● **YOUR TASK**:
Please report, in full, each line in the records below that contains the word "short".

● **DATA PROVIDED**:
## Start

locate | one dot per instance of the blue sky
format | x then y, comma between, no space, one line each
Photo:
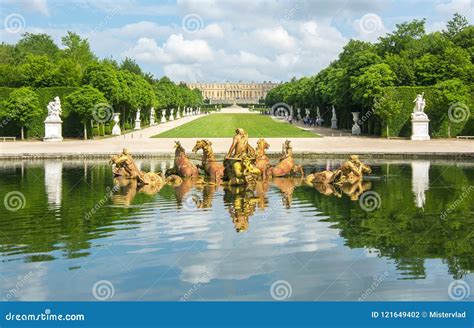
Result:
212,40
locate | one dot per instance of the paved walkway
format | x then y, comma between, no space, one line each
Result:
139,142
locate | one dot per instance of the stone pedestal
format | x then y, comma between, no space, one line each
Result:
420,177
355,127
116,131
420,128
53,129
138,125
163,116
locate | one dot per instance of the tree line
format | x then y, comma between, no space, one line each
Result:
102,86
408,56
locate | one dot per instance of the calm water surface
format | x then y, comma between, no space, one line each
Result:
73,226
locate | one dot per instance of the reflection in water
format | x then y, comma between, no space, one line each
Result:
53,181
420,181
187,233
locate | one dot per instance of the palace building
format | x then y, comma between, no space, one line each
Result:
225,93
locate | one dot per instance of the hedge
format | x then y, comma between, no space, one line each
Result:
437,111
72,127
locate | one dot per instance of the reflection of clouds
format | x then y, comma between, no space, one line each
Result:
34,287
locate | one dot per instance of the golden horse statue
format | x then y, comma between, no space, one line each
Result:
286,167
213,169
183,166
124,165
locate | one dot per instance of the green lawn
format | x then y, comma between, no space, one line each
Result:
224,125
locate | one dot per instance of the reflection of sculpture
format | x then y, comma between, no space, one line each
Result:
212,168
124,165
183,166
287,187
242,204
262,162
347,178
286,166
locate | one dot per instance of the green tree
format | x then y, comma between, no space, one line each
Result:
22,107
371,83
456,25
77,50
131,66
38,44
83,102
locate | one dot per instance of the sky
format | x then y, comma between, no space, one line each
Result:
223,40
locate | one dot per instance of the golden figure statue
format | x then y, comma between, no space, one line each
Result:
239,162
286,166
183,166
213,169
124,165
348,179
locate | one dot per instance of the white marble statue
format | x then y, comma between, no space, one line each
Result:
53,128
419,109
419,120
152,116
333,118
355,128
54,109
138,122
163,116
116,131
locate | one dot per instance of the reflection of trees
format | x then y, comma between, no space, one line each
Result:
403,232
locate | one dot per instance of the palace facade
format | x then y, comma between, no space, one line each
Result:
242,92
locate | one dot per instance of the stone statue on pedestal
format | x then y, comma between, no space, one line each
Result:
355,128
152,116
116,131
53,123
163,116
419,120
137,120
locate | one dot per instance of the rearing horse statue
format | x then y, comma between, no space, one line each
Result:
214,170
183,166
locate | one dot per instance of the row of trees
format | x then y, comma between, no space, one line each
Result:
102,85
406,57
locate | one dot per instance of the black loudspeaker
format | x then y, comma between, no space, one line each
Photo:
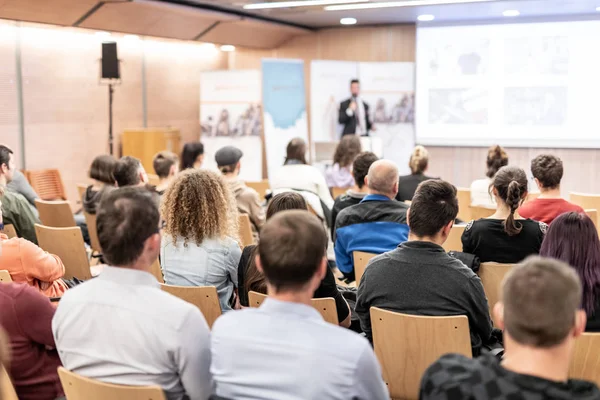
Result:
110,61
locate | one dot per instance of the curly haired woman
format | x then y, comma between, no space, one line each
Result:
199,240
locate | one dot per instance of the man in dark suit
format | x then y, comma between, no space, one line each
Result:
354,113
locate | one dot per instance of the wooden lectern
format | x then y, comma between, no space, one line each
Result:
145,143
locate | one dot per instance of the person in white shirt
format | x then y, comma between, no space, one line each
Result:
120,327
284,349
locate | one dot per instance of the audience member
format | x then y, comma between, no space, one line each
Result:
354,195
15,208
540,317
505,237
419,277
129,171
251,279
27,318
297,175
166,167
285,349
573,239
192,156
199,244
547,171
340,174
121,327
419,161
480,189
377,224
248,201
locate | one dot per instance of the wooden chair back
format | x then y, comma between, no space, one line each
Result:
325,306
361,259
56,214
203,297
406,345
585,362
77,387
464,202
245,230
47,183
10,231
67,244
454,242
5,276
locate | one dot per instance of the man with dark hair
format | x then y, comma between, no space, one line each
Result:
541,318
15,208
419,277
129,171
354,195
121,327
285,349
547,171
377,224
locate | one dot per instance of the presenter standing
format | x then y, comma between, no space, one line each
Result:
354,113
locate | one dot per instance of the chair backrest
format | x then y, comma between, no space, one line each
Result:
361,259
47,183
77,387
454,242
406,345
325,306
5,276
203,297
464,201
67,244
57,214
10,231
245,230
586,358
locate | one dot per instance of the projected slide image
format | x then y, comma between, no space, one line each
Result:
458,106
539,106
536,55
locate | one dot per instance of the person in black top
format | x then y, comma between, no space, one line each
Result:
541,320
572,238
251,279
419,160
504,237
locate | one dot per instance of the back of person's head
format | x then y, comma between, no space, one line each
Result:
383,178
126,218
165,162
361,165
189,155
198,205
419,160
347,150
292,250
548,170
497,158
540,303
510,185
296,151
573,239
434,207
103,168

## End
## Start

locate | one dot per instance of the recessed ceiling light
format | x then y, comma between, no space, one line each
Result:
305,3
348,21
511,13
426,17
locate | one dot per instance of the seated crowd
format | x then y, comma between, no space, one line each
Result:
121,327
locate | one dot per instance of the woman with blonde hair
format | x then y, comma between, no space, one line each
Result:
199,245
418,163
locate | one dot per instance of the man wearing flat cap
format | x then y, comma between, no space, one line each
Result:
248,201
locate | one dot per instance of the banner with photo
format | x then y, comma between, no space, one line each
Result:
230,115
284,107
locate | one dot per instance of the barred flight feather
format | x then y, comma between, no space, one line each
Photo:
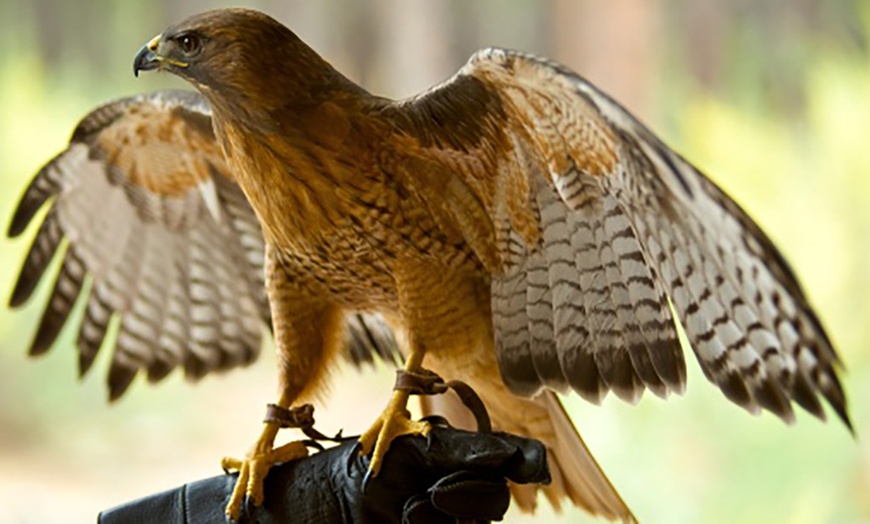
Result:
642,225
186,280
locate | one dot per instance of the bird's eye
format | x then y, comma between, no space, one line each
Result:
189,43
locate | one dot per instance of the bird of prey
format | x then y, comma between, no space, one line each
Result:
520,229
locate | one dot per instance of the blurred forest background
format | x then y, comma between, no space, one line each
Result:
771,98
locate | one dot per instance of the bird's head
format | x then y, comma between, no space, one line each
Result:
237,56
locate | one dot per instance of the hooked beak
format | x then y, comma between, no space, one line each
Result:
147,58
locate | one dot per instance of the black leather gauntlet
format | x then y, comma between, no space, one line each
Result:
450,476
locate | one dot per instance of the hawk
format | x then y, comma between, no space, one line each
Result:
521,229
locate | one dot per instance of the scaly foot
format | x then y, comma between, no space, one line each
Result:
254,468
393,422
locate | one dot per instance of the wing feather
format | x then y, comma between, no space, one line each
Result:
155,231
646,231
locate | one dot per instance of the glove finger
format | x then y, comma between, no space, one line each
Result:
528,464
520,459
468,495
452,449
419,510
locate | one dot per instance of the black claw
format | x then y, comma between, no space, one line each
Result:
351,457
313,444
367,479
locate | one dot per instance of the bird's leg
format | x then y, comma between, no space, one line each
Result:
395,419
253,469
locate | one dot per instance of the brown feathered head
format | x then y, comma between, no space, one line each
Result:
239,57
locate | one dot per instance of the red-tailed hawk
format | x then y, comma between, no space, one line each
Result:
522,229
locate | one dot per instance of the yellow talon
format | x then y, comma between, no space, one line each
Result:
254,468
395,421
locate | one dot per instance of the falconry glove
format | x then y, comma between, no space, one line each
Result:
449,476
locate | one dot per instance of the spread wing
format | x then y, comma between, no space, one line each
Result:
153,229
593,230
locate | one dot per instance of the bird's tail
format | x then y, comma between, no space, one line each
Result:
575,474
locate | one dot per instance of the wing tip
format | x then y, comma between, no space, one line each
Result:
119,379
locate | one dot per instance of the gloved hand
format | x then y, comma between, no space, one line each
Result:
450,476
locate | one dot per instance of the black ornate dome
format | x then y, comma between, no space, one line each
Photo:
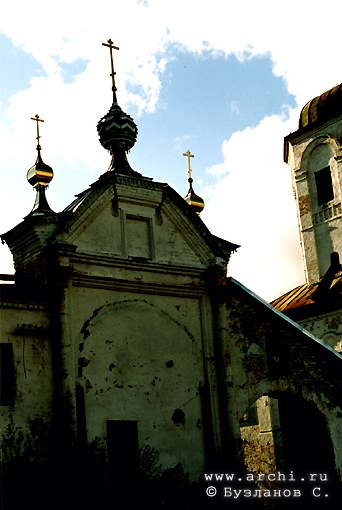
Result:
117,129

## End
## Start

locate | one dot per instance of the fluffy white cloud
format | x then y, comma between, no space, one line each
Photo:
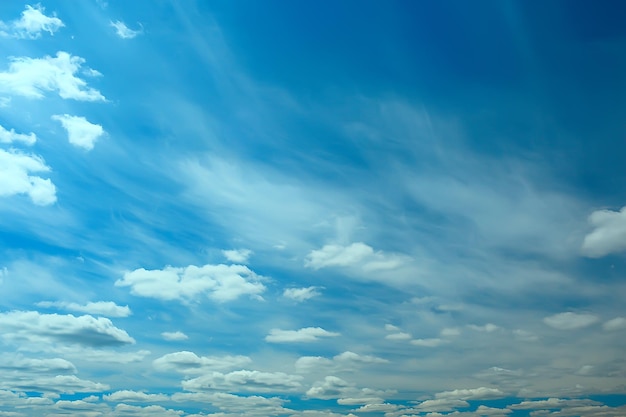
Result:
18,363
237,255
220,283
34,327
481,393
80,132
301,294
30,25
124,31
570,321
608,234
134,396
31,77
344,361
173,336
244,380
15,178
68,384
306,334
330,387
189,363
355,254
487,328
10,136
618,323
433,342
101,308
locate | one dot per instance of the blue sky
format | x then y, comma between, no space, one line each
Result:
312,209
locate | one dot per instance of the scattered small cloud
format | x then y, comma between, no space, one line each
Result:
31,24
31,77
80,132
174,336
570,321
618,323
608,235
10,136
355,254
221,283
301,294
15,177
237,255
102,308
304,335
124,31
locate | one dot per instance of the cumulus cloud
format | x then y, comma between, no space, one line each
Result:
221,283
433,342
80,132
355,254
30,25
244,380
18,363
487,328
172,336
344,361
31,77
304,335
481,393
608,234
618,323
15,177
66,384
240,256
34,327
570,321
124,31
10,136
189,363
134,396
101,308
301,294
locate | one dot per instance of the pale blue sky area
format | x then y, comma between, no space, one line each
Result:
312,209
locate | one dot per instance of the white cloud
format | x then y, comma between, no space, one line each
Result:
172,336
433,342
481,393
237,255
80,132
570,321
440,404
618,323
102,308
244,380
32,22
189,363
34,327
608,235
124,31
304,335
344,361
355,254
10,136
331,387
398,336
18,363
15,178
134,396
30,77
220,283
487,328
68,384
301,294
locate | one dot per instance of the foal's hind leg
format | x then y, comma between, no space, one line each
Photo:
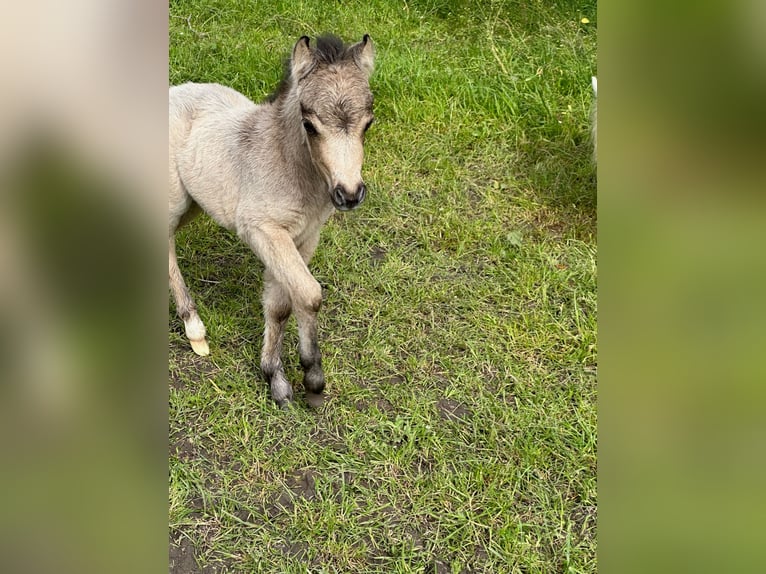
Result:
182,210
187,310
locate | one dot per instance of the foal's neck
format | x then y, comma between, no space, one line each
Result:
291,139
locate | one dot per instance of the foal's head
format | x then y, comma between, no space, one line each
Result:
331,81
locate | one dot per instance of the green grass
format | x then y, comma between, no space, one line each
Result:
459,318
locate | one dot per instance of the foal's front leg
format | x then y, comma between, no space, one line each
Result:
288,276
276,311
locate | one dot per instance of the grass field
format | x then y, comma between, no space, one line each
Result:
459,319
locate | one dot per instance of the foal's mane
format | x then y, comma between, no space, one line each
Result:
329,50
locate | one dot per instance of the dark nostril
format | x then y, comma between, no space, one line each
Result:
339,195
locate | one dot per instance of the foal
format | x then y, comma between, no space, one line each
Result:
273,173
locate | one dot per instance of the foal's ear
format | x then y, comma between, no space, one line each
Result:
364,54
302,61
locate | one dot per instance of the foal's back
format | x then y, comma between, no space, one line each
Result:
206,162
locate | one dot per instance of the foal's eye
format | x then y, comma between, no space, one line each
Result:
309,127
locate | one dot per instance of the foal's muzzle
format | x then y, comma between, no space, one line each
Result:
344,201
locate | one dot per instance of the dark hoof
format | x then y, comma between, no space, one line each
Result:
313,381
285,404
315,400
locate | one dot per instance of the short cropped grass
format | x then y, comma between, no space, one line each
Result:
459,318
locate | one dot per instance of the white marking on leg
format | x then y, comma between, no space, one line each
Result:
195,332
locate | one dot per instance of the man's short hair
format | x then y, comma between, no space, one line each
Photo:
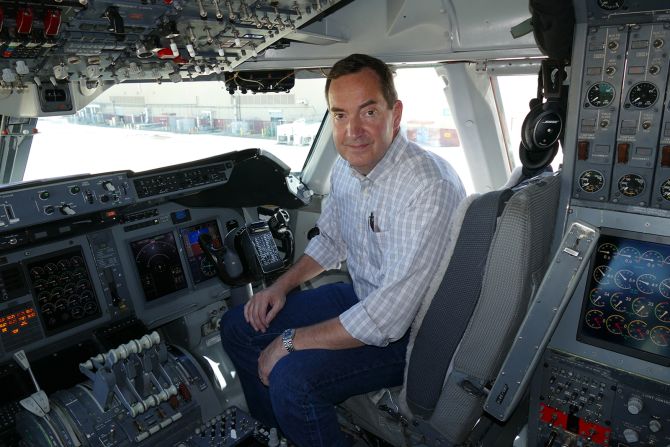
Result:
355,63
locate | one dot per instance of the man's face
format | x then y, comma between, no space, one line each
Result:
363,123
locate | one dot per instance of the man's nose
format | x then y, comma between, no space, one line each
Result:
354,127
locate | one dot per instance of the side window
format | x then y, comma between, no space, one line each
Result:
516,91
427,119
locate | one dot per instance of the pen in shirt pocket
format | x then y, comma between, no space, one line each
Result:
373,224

## End

● **EXPECTED ANSWER**:
locate | one dot per instance of the short cropped grass
locate | one dot per instance of the man's short hair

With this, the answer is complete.